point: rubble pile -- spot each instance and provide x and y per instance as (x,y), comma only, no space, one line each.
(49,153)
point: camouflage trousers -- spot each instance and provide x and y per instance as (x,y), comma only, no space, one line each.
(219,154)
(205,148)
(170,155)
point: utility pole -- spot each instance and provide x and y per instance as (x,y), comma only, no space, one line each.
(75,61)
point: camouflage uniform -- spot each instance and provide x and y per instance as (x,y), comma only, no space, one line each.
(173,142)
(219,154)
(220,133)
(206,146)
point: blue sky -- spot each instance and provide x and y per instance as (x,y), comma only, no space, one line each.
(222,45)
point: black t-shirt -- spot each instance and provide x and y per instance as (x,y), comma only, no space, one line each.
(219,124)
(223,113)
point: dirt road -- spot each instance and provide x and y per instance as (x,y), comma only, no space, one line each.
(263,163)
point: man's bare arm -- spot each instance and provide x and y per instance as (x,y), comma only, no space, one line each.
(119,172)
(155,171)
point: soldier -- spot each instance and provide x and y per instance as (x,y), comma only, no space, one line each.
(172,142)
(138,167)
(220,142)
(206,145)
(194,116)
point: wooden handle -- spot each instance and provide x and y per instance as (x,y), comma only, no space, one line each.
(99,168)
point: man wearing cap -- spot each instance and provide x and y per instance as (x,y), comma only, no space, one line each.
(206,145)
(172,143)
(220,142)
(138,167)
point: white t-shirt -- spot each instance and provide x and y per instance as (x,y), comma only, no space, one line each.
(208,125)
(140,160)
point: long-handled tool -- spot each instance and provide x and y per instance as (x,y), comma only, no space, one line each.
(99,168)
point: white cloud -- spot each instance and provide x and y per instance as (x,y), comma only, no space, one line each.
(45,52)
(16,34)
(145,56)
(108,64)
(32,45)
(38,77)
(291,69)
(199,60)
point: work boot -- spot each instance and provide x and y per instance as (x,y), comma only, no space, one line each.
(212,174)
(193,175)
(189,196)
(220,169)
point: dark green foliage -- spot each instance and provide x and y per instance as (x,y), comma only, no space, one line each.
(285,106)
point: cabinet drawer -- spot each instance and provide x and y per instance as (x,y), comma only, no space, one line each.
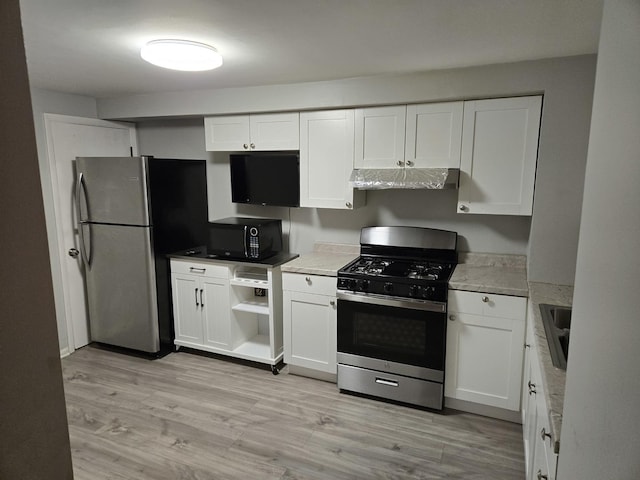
(487,304)
(317,284)
(202,269)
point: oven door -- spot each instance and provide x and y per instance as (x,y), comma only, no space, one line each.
(398,335)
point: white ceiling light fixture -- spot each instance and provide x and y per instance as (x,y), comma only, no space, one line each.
(183,55)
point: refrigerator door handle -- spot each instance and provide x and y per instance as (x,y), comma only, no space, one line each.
(80,188)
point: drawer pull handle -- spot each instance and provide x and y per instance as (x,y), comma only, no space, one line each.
(544,435)
(389,383)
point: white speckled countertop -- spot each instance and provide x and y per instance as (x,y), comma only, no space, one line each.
(326,259)
(490,273)
(553,379)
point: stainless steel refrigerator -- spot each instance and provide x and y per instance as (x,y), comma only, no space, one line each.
(132,212)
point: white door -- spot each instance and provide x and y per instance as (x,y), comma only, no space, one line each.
(380,137)
(68,138)
(434,135)
(326,159)
(498,156)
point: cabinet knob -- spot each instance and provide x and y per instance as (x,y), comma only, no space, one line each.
(540,476)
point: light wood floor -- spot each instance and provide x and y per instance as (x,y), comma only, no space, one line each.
(192,417)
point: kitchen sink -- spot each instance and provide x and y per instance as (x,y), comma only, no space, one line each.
(557,326)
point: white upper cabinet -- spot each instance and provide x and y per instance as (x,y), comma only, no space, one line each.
(422,136)
(326,160)
(499,153)
(434,135)
(380,136)
(256,132)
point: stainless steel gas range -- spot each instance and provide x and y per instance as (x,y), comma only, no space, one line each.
(392,310)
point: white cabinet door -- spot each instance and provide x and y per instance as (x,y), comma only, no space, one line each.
(434,135)
(499,153)
(217,318)
(234,133)
(228,133)
(380,137)
(187,310)
(310,332)
(326,160)
(274,131)
(485,349)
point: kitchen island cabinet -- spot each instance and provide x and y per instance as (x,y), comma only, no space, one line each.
(229,308)
(255,132)
(485,346)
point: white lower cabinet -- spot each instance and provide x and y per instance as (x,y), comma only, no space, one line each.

** Goal **
Please return all of the material above as a JSON list of strings, one string per line, skipping blank lines and leaving the pictures out.

** Task response **
[
  "point: rubble pile -- spot each instance and provide x and y per instance as (x,y), comma only, no space, one line each.",
  "(49,153)",
  "point: camouflage trousers -- spot each instance and provide x and y per instance as (x,y), comma only, no space, one line each.",
  "(219,154)",
  "(205,148)",
  "(170,155)",
  "point: utility pole -- spot each instance and provide x and y per instance as (x,y), comma only, no space, one line each.",
  "(75,61)",
  "point: camouflage uniform -- spot each instance and provide x and y per instance as (x,y), comma only, no space, one line each.",
  "(173,142)",
  "(219,154)",
  "(220,133)",
  "(206,146)",
  "point: blue sky -- spot each instance and provide x and y per instance as (x,y), comma only, no space, one line each.",
  "(222,45)",
  "point: black t-shirt -- spot each instance and provide x and y per instance as (x,y), comma only, no space, one line each.",
  "(219,124)",
  "(223,113)",
  "point: dirt road -- spot each instance and provide x and y per instance as (x,y), comma only, no space, one line each.",
  "(263,163)",
  "point: man's bare arm -- spot each instance and provide x and y per instance as (x,y), comma only, no space, one line each.",
  "(119,172)",
  "(155,171)",
  "point: soldier -- spot each instance and provide x and y per instance as (x,y), comma only, no space, one line each.",
  "(172,142)",
  "(138,167)",
  "(220,142)",
  "(206,145)",
  "(194,116)",
  "point: wooden handle -- spot each instance and provide x and y per instance as (x,y), comma only, no space, one line each.",
  "(99,168)",
  "point: man wearing cap -- spot each instance and provide x and y per instance as (x,y), comma only, no space, one line each.",
  "(206,145)",
  "(172,143)",
  "(220,142)",
  "(138,167)",
  "point: white t-shirt -- spot each instance and provide x and y per instance as (x,y), comma only, no space, one line each.",
  "(208,125)",
  "(140,160)",
  "point: long-handled tool -- spot each instance and provide x and y per instance as (x,y), comma only, no space, one line each.",
  "(99,168)",
  "point: white cloud -- spot each instance and provide x and y per instance as (x,y), comma only, no space, one line each.",
  "(45,52)",
  "(16,34)",
  "(145,56)",
  "(108,64)",
  "(32,45)",
  "(38,77)",
  "(291,69)",
  "(199,60)",
  "point: work boot -- spot each instance and provide x and y per instance as (x,y), comma only, no space, one line each.",
  "(212,174)",
  "(193,175)",
  "(189,196)",
  "(220,169)",
  "point: dark green foliage -- spot each instance and provide x and y per instance as (x,y), comma only, no space, one line each.",
  "(285,106)",
  "point: cabinet drawer -- spot each instance and provide x and y per instance as (x,y), comma only, no space, one line each.",
  "(487,304)",
  "(317,284)",
  "(202,269)",
  "point: oven door -- spot each instance and provide x and y per instance as (x,y), comma only, no space, one line each.",
  "(398,335)",
  "point: white ceiling light fixture -- spot each instance and provide x and y per instance as (x,y), comma only, no space, one line each.",
  "(183,55)",
  "point: refrigerator door handle -- spot each instance and provide x and y per instance as (x,y), comma only, no space, one line each.",
  "(80,188)",
  "point: drawer pull handle -- spot each instance and provide x and y per instance as (x,y), comma only, no space, one line each.",
  "(544,435)",
  "(389,383)",
  "point: white speckled countertop -- spot each instance and provide x and y per instance as (x,y), comma only, no space, one line each.",
  "(326,259)",
  "(490,273)",
  "(553,379)",
  "point: stainless steel refrigerator -- spot each instance and provide x and y per instance as (x,y), comma only, no space, one line each.",
  "(132,212)",
  "point: white door -- spot each instance and provide x and y per instance as (x,y), comma only, no space, one line each.",
  "(380,137)",
  "(68,138)",
  "(434,135)",
  "(326,159)",
  "(498,156)",
  "point: cabinet knob -- spot each instance and provide x and y per instance as (x,y), comma only, no space, one line each.",
  "(540,476)",
  "point: light wood floor -- spot each instance and provide x and y per instance as (x,y), comma only, no space, one line each.",
  "(192,417)",
  "point: kitchen sink -- spot each instance and provide x and y per instance as (x,y), comma only, no space, one line each.",
  "(557,326)",
  "point: white upper cabinet -- spot each instance and provide x and y per instance as (x,y), comma only, no space, one line each.",
  "(422,136)",
  "(326,160)",
  "(499,153)",
  "(434,135)",
  "(380,136)",
  "(256,132)",
  "point: stainless steel gas range -- spot each instance and provide x and y per instance as (x,y), comma only, no space, one line each.",
  "(392,310)",
  "point: white cabinet door -- spot each instance and provide x and y per instance as (x,y), comma only, no space, one line each.",
  "(434,135)",
  "(499,153)",
  "(217,318)",
  "(234,133)",
  "(228,133)",
  "(380,137)",
  "(187,310)",
  "(310,332)",
  "(326,160)",
  "(274,131)",
  "(485,349)",
  "point: kitchen island cabinet -- spot each instance and provide x and y per instance as (x,y), comma only, no space, one line each.",
  "(229,308)",
  "(255,132)",
  "(485,346)",
  "point: white lower cabinet -- spot each instance and provide x and y per instance as (x,y), comma only, no space, one line each."
]